I seek to be seen as normal, but the best I can do is act normal.  Think of it like a duck on water: calm and graceful on the surface but paddling frantically underneath.

In The Big Bang Theory, Sheldon makes stabs at mirroring. The character will mirror poorly, and the scene seems funny to normal people. In this clip, he's appearing calm and collected until he realizes he doesn't know what to do next. "Leonard, Leonard, Leonard, Leonard! Help!"

Monday, November 18, 2013

I'm not crazy, my mother had me tested: Part 6

Do you ever have people burst your personal bubble? Someone will lean in too close to tell you a secret, but they accidentally (or purposefully) bump a bit more than you’d like, and then you have to awkwardly step away to restore the balance. There are different levels of closeness as well, for a stranger should certainly keep a greater distance than a loved one, right? Yeah, I apparently have big bubbles.

I am not fond of being touched in general, especially by strangers. I have coworkers that like to pop me in the shoulder jokingly or former teachers that like to [creepily] put their hands on my back to “see if I’m on track with that problem.” These seemingly innocuous touches are like raw electricity into my skin. The lightest caress of my knuckles makes my elbow tingle and my shoulder feel wiggly. A hand on my back will flip my stomach over and about. Clothing can even violate my personal bubble. I wear very specific clothing that fits a certain way, thus not causing undue distress through the day. I often wear a coat or fleece jacket for the extra weight (it feels like a hug). I am not concerned with looking fashionable as long as I look presentable. My clothes are clean and in good repair, but I won’t win any contests.

_ _ _ _

*Questions*.
a - In the blog post, what reason does the writer give for often wearing a coat or fleece jacket?
b - Please return the stretch of the blog post from "I'm not crazy, my" through "have big bubbles.".
Nothing in the stored records is needed here.

*Stored records*.
_ _ _ _

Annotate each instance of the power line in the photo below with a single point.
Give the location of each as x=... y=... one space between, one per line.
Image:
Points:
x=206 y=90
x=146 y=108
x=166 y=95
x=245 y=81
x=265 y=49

_ _ _ _

*Answers to this exercise*.
a - The writer wears one for the extra weight, which feels like a hug.

b -
I'm not crazy, my mother had me tested: Part 6

Do you ever have people burst your personal bubble? Someone will lean in too close to tell you a secret, but they accidentally (or purposefully) bump a bit more than you’d like, and then you have to awkwardly step away to restore the balance. There are different levels of closeness as well, for a stranger should certainly keep a greater distance than a loved one, right? Yeah, I apparently have big bubbles.